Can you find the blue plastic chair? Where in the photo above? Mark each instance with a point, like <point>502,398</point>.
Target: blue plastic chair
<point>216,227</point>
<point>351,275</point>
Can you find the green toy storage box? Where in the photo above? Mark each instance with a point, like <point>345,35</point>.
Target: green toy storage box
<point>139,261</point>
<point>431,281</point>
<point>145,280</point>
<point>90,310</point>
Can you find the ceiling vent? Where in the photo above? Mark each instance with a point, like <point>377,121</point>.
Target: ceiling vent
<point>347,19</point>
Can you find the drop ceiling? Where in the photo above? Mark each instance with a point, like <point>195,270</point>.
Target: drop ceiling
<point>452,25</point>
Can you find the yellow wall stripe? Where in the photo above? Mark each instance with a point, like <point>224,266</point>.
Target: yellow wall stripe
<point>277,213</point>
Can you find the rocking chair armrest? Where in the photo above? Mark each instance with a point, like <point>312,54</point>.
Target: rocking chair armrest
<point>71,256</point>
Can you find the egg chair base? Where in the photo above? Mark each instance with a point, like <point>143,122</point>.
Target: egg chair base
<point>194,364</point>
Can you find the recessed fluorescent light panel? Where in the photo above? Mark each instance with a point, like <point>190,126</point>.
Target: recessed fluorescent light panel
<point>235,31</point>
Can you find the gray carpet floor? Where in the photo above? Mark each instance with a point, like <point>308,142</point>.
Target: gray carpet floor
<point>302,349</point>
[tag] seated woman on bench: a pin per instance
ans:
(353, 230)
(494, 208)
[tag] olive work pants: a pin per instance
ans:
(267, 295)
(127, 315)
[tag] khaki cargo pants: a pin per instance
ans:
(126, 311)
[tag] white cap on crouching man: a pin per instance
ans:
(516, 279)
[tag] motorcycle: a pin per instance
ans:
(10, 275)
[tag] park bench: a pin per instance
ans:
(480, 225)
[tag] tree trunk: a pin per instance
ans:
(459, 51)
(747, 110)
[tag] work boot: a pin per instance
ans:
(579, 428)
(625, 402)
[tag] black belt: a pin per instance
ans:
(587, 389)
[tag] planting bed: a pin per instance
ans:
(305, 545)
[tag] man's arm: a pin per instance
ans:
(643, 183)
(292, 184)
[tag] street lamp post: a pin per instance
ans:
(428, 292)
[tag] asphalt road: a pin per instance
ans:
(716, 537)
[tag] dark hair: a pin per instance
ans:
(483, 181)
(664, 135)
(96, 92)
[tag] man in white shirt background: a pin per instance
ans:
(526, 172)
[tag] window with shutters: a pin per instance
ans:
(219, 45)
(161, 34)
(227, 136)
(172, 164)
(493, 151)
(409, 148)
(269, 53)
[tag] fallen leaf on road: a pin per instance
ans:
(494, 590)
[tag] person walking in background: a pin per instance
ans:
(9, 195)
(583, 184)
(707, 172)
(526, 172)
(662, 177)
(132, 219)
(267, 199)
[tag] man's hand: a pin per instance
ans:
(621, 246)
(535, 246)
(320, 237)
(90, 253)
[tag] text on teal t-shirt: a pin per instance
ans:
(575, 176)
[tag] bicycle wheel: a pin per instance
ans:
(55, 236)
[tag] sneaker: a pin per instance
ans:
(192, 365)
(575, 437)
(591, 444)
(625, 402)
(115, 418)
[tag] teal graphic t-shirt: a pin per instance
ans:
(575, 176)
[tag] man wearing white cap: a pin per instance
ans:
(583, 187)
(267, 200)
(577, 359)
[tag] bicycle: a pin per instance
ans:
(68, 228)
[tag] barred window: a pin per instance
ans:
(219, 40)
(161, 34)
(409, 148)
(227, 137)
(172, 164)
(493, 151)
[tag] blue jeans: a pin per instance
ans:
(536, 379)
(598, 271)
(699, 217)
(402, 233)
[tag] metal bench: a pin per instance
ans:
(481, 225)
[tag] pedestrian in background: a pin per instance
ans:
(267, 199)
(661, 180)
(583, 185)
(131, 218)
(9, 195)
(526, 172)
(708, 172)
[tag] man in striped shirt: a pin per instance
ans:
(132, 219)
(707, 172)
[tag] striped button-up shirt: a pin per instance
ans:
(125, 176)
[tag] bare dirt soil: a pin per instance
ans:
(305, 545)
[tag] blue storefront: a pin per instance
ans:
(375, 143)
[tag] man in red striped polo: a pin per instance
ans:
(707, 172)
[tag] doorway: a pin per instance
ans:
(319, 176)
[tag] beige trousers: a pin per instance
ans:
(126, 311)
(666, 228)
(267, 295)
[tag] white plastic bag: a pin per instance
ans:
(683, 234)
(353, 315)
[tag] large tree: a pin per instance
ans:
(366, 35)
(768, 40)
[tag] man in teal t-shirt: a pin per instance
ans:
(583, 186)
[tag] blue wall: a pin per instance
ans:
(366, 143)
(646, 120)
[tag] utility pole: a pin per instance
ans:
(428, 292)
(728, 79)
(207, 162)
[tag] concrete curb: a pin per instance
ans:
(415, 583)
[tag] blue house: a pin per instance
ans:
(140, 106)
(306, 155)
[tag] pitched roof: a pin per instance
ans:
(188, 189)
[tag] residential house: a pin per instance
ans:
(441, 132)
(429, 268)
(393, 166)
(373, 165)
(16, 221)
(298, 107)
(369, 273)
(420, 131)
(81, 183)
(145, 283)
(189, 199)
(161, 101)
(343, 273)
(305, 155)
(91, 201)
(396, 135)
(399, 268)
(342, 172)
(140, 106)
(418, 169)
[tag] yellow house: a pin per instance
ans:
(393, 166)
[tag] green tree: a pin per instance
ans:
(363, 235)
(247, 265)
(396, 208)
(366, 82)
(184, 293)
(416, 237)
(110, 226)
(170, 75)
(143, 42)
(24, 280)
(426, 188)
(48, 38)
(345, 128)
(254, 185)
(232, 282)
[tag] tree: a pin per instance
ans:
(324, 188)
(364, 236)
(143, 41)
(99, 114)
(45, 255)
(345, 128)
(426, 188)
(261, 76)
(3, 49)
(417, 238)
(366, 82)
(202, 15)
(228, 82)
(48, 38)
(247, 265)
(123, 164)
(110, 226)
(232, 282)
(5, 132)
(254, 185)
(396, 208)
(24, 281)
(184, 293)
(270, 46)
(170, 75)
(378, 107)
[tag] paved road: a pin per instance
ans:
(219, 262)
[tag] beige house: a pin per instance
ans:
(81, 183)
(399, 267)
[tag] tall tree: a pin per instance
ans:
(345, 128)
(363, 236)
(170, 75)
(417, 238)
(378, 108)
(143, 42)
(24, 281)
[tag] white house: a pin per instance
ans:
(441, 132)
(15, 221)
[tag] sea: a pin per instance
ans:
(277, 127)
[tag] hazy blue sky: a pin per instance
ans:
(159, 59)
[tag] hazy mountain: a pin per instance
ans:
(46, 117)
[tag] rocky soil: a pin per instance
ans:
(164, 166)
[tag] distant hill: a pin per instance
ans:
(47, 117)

# # #

Problem description.
An exact reproduction of the material above is required.

Written solution.
Can you find the blue plastic chair? Where in the photo above? Mark each instance with a point, like <point>502,398</point>.
Target: blue plastic chair
<point>216,227</point>
<point>351,275</point>
Can you find the green toy storage box? Where in the photo above? Mark each instance with a point, like <point>345,35</point>.
Target: green toy storage box
<point>139,261</point>
<point>431,281</point>
<point>145,280</point>
<point>90,310</point>
Can you find the ceiling vent? Where in the photo above? Mark each instance with a point, like <point>377,121</point>.
Target: ceiling vent
<point>347,19</point>
Can you find the drop ceiling? Where in the photo above? Mark each instance with a point, like <point>195,270</point>.
Target: drop ceiling
<point>452,25</point>
Can you find the yellow wall stripe? Where in the photo above? Mark each instance with a point, like <point>224,266</point>.
Target: yellow wall stripe
<point>277,213</point>
Can you find the rocking chair armrest? Where in the photo above? Mark each instance with a point, like <point>312,54</point>.
Target: rocking chair armrest
<point>71,256</point>
Can you find the egg chair base? Where in the photo above? Mark each instance with a point, like <point>143,122</point>.
Target: egg chair base
<point>194,364</point>
Can you find the recessed fluorescent light panel? Where in the photo above? Mark each instance with a point, like <point>190,126</point>.
Target: recessed fluorescent light panel
<point>235,31</point>
Can you find the gray carpet floor? Where in the photo above? Mark each instance with a point, like <point>308,142</point>.
Target: gray carpet floor
<point>302,349</point>
[tag] seated woman on bench: a pin per instance
ans:
(353, 230)
(494, 208)
[tag] olive work pants: a pin per instance
ans:
(267, 295)
(127, 315)
[tag] khaki cargo pants: a pin per instance
ans:
(126, 311)
[tag] white cap on crouching man: a pin per instance
ans:
(516, 279)
[tag] motorcycle: a pin per instance
ans:
(10, 275)
[tag] park bench: a pin per instance
ans:
(480, 225)
[tag] tree trunk: a pin per instance
ans:
(459, 51)
(747, 110)
[tag] work boot: a pin per instance
ans:
(579, 428)
(625, 402)
[tag] black belt: a pin per instance
ans:
(587, 389)
[tag] planting bed: a pin per instance
ans:
(305, 545)
[tag] man's arm: a pin per instance
ans:
(643, 183)
(292, 184)
[tag] street lamp post: a pin per instance
ans:
(428, 292)
[tag] asphalt road: a pin per instance
ans:
(716, 537)
[tag] dark hair: a pin per instance
ans:
(483, 181)
(664, 135)
(96, 92)
[tag] man in white shirt background: a pin per instance
ans:
(526, 172)
[tag] window with shutters: a pin per instance
ans:
(219, 45)
(161, 34)
(227, 136)
(172, 164)
(493, 151)
(409, 148)
(269, 53)
[tag] fallen leaf on road: a pin per instance
ans:
(494, 590)
[tag] person walking in background: a pin per instance
ans:
(9, 195)
(583, 184)
(707, 172)
(526, 172)
(662, 177)
(132, 219)
(267, 199)
[tag] man's hand: a pin per instance
ans:
(621, 246)
(535, 246)
(320, 237)
(90, 253)
[tag] text on teal t-shirt: a pin per instance
ans:
(575, 176)
[tag] bicycle wheel: a pin per instance
ans:
(55, 236)
[tag] sneaker: a pin per instance
ans:
(192, 365)
(575, 437)
(591, 444)
(625, 402)
(115, 418)
[tag] teal graphic t-shirt: a pin per instance
ans:
(575, 176)
[tag] man wearing white cap: a pin per instance
ans:
(583, 187)
(267, 200)
(577, 359)
[tag] bicycle: a pin per instance
ans:
(68, 228)
[tag] barred window: a pin per instance
ans:
(219, 40)
(161, 34)
(409, 148)
(227, 137)
(172, 164)
(493, 151)
[tag] blue jeans: a pin per instance
ans:
(536, 379)
(598, 271)
(699, 217)
(402, 233)
[tag] metal bench: a pin per instance
ans:
(481, 225)
[tag] pedestrian in background: a pin per instance
ans:
(267, 199)
(661, 180)
(583, 185)
(131, 218)
(9, 195)
(526, 172)
(708, 172)
[tag] man in striped shirt: a pin per instance
ans:
(132, 219)
(707, 172)
[tag] striped button-up shirt: a pin per instance
ans:
(125, 176)
[tag] bare dirt soil: a pin per instance
ans:
(305, 545)
[tag] blue storefront: a pin per instance
ans:
(375, 143)
[tag] man in red striped polo: a pin per instance
ans:
(707, 172)
[tag] doorway: a pin per instance
ans:
(319, 176)
[tag] beige trousers: a pin per instance
ans:
(126, 311)
(666, 228)
(267, 295)
[tag] white plastic bag: a pin per instance
ans:
(683, 234)
(353, 315)
[tag] large tree: a pin per instance
ans:
(366, 35)
(768, 40)
[tag] man in teal t-shirt: a pin per instance
ans:
(583, 186)
[tag] blue wall: a pin per instance
ans:
(366, 143)
(646, 120)
[tag] utility pole: a pin per instance
ans:
(428, 292)
(728, 79)
(207, 162)
[tag] concrete curb: a pin per instance
ans:
(415, 583)
[tag] blue house: a pin per instance
ans:
(140, 106)
(306, 155)
[tag] pitched roof: a pin per instance
ans:
(188, 189)
[tag] residential house: a pin per instance
ans:
(441, 132)
(429, 268)
(393, 166)
(373, 165)
(16, 221)
(298, 107)
(369, 273)
(420, 131)
(81, 183)
(145, 283)
(189, 199)
(161, 101)
(343, 273)
(305, 155)
(91, 201)
(396, 135)
(399, 268)
(342, 172)
(140, 106)
(418, 169)
[tag] yellow house: a pin per instance
ans:
(393, 166)
[tag] green tree: a pin per instance
ans:
(363, 235)
(247, 265)
(396, 208)
(366, 82)
(184, 293)
(416, 237)
(110, 226)
(170, 75)
(143, 42)
(24, 280)
(426, 188)
(48, 38)
(345, 128)
(254, 185)
(232, 282)
[tag] tree: a pin per instance
ans:
(324, 188)
(364, 236)
(143, 41)
(99, 114)
(45, 255)
(345, 128)
(426, 188)
(261, 76)
(3, 49)
(417, 238)
(366, 82)
(202, 15)
(228, 82)
(48, 38)
(247, 265)
(123, 164)
(110, 226)
(232, 282)
(5, 132)
(254, 185)
(396, 208)
(24, 281)
(184, 293)
(270, 46)
(170, 75)
(378, 107)
[tag] paved road: a pin per instance
ans:
(219, 262)
[tag] beige house: a pin per instance
ans:
(81, 183)
(399, 267)
[tag] tall tree: a pin per instance
ans:
(345, 128)
(363, 236)
(170, 75)
(417, 238)
(378, 108)
(143, 42)
(24, 281)
[tag] white house: a pin per instance
ans:
(441, 132)
(15, 221)
[tag] sea: a pin per instance
ans:
(277, 127)
[tag] hazy blue sky: a pin per instance
ans:
(159, 59)
[tag] hazy mountain: a pin per instance
ans:
(46, 117)
[tag] rocky soil: a pin per instance
ans:
(164, 166)
[tag] distant hill: a pin per instance
ans:
(47, 117)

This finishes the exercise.